• [SUPPLIED PASSAGE]:
# # # #

It is claimed that the court erred in not giving a manslaughter instruction, although neither the state nor the defendant requested such an instruction. Under section 798, Code 1906 (section 577, Hemingway’s Code), the circuit judge is prohibited from giving any instruction of his own motion, but can only give such instructions at the request of the parties. This is not a case where the instruction given for the state precludes a finding of manslaughter. The instruction in the present case on the form of the verdict tells the jury that, if you find the defendant guilty of murder, you may return one of the following verdicts, setting out therein the different forms of verdict for murder, and also tells the jury that, if they find the defendant not guilty, they will render a verdict, “We, the jury, find the defendant not guilty as charged,” and in that event the court will discharge the defendant. There is nothing-in this instruction that precludes the jury from finding a verdict of manslaughter. This court has on numerous occasions announced that the judge was without power to grant an instruction when it was not asked for by one of the parties. In Davenport v. State, 121 Miss. 549, 83 So. 738, this court held that, under section 793, Code 1906 (section 577, Hemingway’s Code), the trial judge is forbidden to give an instruction not requested by either party, and reversed a conviction because the court did so. In Johnson v. State, 106 Miss. 94, 63 So. 338, it was held that, on the trial of an accused for murder, he cannot co-mplain that the court did not instruct on manslaughter where the appellant presented no instruction thereon, as the court cannot grant instructions unless they are in writing and requested to be given. In Dixon v. State, 106 Miss. 697, 64 So. 468, it was held by this court that under this section *100the court cannot grant instructions not asked for, and the failure of the court to give an instruction defining murder when neither party requested it is not error. To the same effect are Pringle v. State, 108 Miss. 802, 67 So. 455; Watkins v. State, 60 Miss. 323; Boykin v. State, 86 Miss. 481, 38 So. 725.

# # # #

• [SET OF TASKS]:
1. Decide whether each statement agrees with the passage on the manslaughter instruction. Answer yes or no for each, and quote the words of the passage that settle it.
(a) The defendant requested a manslaughter instruction at trial.
(b) In Davenport v. State, a conviction was reversed because the trial judge gave an instruction that neither party had requested.
(c) The state's instruction on the form of the verdict precludes a finding of manslaughter.
2. Continue the passage on the manslaughter instruction from its last sentence.

# # # #

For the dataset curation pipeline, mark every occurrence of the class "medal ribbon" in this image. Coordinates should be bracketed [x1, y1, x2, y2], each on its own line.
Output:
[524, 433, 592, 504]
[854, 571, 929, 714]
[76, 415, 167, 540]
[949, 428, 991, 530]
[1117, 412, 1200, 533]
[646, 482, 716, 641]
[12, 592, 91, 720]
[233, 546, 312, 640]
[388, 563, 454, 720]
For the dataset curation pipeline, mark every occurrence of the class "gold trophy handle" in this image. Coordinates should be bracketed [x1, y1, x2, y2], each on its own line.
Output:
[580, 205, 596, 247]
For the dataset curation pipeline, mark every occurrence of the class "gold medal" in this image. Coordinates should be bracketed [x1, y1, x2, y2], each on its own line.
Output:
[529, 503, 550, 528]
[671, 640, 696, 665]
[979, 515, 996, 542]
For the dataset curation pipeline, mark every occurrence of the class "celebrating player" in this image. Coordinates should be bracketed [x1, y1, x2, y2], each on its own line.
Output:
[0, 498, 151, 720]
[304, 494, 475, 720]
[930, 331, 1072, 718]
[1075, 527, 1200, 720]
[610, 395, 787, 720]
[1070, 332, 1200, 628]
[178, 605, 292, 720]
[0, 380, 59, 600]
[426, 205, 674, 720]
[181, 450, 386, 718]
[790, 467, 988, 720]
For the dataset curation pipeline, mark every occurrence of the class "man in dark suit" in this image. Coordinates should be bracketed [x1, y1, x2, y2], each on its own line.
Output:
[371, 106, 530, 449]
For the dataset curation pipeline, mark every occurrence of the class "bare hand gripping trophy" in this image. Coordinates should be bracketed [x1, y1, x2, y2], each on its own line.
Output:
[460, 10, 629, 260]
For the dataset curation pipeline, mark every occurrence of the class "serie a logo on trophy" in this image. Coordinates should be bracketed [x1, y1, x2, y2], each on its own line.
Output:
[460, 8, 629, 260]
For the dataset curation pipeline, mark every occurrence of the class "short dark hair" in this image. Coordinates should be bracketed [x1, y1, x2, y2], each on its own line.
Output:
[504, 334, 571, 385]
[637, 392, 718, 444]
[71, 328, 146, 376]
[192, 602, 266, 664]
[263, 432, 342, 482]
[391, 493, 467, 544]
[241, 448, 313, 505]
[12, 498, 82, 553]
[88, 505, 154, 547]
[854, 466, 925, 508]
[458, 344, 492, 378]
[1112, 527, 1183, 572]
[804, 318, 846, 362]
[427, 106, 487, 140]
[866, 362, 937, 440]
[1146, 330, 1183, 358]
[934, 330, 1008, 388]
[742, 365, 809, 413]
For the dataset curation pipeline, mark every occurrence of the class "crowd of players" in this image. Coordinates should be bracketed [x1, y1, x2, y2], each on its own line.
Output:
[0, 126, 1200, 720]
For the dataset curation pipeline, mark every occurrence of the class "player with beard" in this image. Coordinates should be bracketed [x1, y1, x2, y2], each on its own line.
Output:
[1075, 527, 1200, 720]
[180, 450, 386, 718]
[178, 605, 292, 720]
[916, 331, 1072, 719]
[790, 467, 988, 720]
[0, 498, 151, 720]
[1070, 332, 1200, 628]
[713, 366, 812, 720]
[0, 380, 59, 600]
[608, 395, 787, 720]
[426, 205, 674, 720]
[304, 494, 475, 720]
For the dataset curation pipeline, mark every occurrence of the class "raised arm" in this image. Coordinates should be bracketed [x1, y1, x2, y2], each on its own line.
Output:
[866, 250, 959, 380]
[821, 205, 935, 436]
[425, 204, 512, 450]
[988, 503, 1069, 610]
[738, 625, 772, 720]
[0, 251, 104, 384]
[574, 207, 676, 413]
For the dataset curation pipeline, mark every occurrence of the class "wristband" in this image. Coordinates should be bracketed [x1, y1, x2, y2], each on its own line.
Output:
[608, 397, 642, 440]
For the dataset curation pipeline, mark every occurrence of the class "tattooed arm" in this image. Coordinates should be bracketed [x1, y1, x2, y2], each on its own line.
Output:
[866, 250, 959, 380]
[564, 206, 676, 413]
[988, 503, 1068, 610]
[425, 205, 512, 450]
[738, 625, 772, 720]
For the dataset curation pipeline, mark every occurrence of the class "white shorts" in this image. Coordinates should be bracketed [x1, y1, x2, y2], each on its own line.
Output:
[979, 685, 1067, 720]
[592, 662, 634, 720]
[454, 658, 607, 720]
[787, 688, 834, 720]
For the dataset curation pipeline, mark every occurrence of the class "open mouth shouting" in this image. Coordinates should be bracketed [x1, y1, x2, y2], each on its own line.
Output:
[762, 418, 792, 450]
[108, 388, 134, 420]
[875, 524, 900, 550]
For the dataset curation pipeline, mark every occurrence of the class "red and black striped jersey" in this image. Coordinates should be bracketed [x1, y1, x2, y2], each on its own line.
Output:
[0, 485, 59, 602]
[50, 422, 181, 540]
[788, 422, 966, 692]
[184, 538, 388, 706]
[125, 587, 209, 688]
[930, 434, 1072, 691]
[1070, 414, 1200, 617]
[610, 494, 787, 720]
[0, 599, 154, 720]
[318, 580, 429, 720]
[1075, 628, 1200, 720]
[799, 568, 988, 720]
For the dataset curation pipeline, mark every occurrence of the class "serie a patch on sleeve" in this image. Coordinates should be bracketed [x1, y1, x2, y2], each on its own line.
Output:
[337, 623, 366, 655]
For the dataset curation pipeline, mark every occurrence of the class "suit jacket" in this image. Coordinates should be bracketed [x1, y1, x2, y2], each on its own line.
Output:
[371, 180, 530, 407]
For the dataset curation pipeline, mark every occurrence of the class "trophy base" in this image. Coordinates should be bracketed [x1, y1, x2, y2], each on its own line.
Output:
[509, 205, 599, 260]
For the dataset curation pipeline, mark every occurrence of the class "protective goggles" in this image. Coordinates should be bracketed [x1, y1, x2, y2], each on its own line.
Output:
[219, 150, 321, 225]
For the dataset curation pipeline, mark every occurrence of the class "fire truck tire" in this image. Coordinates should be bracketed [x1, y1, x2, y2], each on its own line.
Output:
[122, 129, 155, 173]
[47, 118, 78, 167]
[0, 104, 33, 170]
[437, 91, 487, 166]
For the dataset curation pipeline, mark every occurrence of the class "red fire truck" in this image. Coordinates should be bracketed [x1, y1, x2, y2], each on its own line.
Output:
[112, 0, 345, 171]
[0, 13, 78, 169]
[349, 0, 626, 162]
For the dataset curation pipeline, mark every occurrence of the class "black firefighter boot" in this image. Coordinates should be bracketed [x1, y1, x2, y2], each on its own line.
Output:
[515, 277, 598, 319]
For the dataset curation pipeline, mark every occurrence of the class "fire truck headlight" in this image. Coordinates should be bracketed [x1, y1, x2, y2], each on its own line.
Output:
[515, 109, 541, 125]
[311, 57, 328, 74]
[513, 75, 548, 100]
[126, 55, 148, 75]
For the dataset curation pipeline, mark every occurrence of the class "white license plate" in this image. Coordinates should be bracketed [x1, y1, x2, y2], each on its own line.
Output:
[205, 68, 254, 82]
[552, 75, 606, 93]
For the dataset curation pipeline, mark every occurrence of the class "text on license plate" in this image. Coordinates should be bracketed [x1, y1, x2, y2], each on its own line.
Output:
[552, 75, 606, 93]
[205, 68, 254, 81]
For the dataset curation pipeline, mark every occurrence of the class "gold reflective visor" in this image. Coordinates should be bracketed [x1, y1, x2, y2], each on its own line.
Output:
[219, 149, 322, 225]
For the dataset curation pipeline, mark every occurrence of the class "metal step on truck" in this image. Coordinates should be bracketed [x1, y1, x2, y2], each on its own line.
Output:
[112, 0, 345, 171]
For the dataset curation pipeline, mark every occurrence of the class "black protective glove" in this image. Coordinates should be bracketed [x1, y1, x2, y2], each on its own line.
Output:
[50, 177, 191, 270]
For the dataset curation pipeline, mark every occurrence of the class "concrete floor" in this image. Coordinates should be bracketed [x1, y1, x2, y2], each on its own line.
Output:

# # # #

• [ANSWERS PER TASK]:
1.
(a) No: "although neither the state nor the defendant requested such an instruction."
(b) Yes: "the trial judge is forbidden to give an instruction not requested by either party, and reversed a conviction because the court did so."
(c) No: "This is not a case where the instruction given for the state precludes a finding of manslaughter."

2.
In the present case there is ample evidence to warrant the jury in believing that the appellant was guilty of murder, and the principle of Staiger v. State, 110 Miss. 557, 70 So. 690, and Pigott v. State, 107 Miss. 552, 65 So. 583, and other cases announcing the same doctrine, is not applicable. Of course, if there was no evidence to warrant a conviction of murder, it would be error to grant an instruction on murder where a conviction of murder followed.

There was no error in the court limiting the argument to one hour to each side because the record shows that the hour allowed was not consumed in the argument by the defendant. Before appellant can complain of the limiting of the argument it must appear from the record that he was prejudiced by the court’s ruling.

The bill of exceptions with reference to the argument of the district attorney, as above stated, is insufficient to show any abuse of the privilege of advocacy. The evidence showed that the appellant was claiming to have acted in defense of his mother, and that the deceased called her very vile names, and there is much evidence tending to show that such a theory was false in fact. The connection in which the statement made in the argument of the district attorney does not sufficiently appear, and therefore this assignment is without merit.

The judgment of the court will therefore be affirmed.

Affirmed.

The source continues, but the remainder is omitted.